● YOUR OBJECTIVE: Go line by line through the records and tally those that include "rider". Respond with the tally only.

────────

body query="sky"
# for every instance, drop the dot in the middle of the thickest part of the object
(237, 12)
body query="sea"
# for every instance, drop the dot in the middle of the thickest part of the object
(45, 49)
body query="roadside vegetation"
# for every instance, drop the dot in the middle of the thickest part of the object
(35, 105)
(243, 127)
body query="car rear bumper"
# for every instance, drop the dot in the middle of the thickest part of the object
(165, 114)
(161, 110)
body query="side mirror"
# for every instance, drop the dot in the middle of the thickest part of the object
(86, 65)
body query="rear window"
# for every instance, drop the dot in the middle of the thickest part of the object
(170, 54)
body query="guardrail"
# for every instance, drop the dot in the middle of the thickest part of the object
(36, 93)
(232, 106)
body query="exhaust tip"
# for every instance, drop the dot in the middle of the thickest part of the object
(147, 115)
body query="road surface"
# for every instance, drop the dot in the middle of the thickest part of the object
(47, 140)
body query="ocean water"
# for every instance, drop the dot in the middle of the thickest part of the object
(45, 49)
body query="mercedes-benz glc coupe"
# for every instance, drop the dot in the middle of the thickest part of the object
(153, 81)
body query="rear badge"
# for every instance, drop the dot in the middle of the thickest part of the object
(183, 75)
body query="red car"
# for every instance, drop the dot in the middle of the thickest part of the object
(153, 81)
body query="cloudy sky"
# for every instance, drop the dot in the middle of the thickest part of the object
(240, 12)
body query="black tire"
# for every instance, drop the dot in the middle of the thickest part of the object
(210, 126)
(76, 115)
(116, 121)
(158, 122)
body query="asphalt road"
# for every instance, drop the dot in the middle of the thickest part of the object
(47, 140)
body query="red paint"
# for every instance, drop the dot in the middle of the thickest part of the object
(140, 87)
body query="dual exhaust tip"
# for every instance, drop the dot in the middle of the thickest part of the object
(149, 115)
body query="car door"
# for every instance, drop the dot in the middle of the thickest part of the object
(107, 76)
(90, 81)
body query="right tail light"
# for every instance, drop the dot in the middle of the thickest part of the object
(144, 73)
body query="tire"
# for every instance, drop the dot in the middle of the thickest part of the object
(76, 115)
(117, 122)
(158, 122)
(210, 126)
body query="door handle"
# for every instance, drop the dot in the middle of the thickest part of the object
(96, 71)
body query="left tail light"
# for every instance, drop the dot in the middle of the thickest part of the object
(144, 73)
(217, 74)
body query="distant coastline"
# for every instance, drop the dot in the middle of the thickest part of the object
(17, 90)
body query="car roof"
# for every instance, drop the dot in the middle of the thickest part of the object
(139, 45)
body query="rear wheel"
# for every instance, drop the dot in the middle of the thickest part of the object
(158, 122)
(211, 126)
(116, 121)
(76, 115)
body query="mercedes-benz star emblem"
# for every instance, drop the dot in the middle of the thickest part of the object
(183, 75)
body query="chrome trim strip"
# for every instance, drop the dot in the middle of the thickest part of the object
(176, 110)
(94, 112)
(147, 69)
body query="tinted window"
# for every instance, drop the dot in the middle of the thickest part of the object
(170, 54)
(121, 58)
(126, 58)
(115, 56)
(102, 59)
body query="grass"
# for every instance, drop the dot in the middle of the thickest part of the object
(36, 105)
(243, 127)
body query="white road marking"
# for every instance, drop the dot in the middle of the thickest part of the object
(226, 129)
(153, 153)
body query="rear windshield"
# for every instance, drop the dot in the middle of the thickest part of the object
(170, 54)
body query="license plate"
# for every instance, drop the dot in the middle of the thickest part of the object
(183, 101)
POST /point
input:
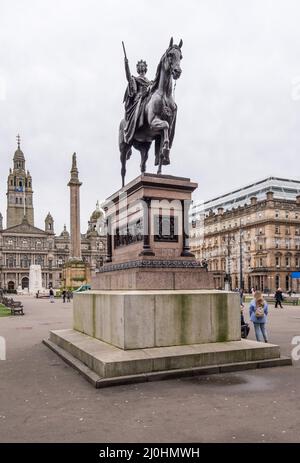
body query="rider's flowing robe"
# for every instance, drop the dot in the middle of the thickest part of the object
(134, 99)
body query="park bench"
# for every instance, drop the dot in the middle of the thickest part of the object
(16, 307)
(292, 300)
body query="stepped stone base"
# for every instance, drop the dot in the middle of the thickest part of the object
(105, 365)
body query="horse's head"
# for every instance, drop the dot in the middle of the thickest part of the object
(173, 56)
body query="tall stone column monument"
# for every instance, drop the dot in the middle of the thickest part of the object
(75, 185)
(76, 272)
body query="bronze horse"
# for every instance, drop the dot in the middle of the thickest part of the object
(159, 116)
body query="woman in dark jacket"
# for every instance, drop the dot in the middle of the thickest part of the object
(278, 298)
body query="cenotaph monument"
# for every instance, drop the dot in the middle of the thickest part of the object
(75, 271)
(35, 279)
(152, 312)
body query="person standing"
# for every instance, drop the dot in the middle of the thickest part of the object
(278, 298)
(51, 295)
(245, 328)
(258, 312)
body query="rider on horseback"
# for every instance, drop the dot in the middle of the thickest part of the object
(134, 98)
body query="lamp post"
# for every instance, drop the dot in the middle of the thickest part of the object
(241, 257)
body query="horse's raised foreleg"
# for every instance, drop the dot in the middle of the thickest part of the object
(163, 126)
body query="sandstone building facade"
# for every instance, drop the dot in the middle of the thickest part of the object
(23, 244)
(250, 238)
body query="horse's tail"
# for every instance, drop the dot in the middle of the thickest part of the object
(125, 150)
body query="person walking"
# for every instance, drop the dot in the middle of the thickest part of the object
(51, 295)
(258, 312)
(245, 328)
(278, 298)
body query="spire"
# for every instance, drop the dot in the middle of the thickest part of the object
(74, 172)
(19, 159)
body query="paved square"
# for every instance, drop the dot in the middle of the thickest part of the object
(44, 400)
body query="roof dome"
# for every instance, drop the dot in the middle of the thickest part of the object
(65, 233)
(97, 213)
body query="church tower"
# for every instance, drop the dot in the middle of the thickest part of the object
(19, 192)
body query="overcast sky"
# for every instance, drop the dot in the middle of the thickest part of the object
(62, 82)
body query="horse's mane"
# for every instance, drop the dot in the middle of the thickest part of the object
(155, 82)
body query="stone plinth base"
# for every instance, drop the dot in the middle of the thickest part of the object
(142, 319)
(153, 278)
(128, 336)
(76, 273)
(106, 365)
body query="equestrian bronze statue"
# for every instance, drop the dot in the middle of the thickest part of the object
(150, 110)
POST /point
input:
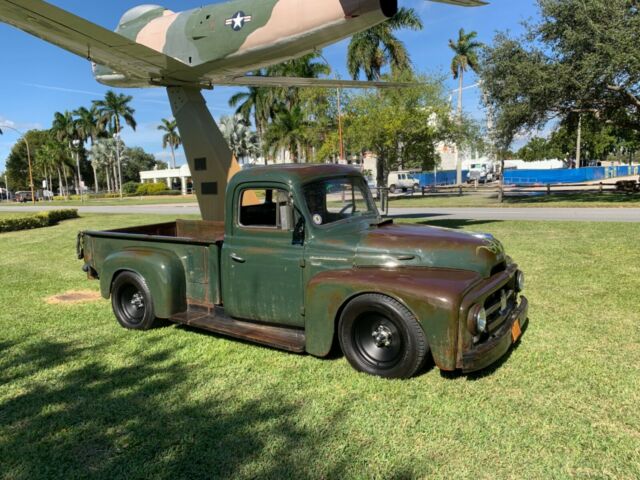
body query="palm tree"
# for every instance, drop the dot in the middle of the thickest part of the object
(288, 131)
(465, 58)
(305, 67)
(371, 50)
(241, 140)
(256, 101)
(102, 155)
(171, 137)
(65, 131)
(89, 127)
(113, 109)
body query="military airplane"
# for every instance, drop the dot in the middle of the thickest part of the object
(200, 48)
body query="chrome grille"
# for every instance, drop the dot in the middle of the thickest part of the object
(497, 305)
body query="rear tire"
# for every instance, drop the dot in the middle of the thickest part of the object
(380, 336)
(131, 302)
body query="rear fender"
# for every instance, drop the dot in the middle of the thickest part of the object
(161, 269)
(432, 295)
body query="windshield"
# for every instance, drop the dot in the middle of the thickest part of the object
(338, 199)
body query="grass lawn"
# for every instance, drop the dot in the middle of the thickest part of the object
(553, 200)
(151, 200)
(82, 398)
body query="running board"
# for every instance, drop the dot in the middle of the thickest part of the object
(284, 338)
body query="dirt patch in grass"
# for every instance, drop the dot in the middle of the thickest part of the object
(74, 297)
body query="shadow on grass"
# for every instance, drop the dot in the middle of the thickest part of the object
(607, 197)
(101, 421)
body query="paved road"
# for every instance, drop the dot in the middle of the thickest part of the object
(557, 214)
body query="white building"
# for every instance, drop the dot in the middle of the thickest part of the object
(169, 177)
(537, 165)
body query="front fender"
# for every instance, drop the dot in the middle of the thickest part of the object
(433, 296)
(161, 269)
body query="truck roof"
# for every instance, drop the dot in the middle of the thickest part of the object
(292, 173)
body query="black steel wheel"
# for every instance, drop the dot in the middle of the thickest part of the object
(380, 336)
(131, 301)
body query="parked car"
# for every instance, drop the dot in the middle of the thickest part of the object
(23, 197)
(402, 181)
(302, 259)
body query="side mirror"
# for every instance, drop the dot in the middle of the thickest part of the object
(298, 231)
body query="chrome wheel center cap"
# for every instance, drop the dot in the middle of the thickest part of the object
(382, 336)
(137, 301)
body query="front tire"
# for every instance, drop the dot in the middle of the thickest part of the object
(380, 336)
(131, 302)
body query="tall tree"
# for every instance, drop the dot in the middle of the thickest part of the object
(241, 140)
(115, 108)
(579, 59)
(256, 103)
(89, 127)
(289, 131)
(465, 57)
(65, 130)
(371, 50)
(171, 137)
(466, 50)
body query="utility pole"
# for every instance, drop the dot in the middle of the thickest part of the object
(116, 136)
(76, 149)
(579, 142)
(26, 142)
(340, 126)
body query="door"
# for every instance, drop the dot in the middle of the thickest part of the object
(262, 269)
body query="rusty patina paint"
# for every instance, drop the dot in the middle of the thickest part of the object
(260, 274)
(432, 295)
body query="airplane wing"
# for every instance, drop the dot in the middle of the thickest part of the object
(89, 40)
(263, 81)
(463, 3)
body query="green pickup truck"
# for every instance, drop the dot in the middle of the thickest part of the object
(304, 259)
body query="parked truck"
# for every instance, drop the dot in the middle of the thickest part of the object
(482, 172)
(302, 259)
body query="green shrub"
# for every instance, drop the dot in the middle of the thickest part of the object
(130, 188)
(169, 193)
(42, 219)
(151, 188)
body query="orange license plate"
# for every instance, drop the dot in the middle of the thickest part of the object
(516, 331)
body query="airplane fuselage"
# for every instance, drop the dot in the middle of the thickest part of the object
(229, 39)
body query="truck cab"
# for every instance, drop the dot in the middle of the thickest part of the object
(303, 259)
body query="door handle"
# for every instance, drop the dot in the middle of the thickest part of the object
(236, 258)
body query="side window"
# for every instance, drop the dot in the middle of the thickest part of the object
(265, 208)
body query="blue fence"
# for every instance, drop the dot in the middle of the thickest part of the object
(445, 177)
(536, 177)
(563, 175)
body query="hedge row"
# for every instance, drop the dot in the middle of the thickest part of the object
(42, 219)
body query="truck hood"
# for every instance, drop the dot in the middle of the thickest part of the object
(390, 245)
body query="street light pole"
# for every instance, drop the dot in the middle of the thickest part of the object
(26, 142)
(116, 136)
(76, 146)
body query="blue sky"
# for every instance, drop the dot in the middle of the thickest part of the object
(39, 79)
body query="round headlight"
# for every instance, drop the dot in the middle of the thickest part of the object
(477, 319)
(520, 281)
(481, 319)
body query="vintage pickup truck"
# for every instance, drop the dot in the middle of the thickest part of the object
(304, 258)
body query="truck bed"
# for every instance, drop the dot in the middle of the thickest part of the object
(191, 231)
(195, 245)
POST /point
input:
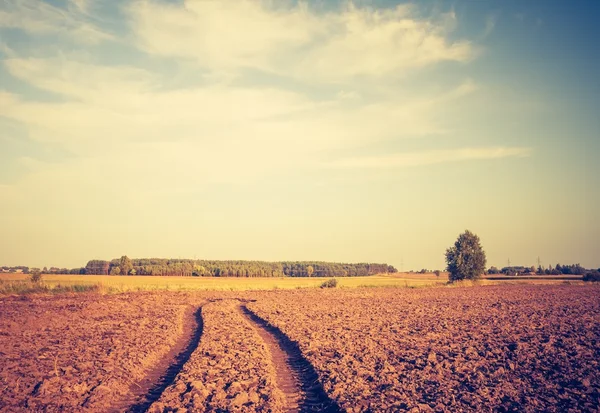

────────

● RESULT: 2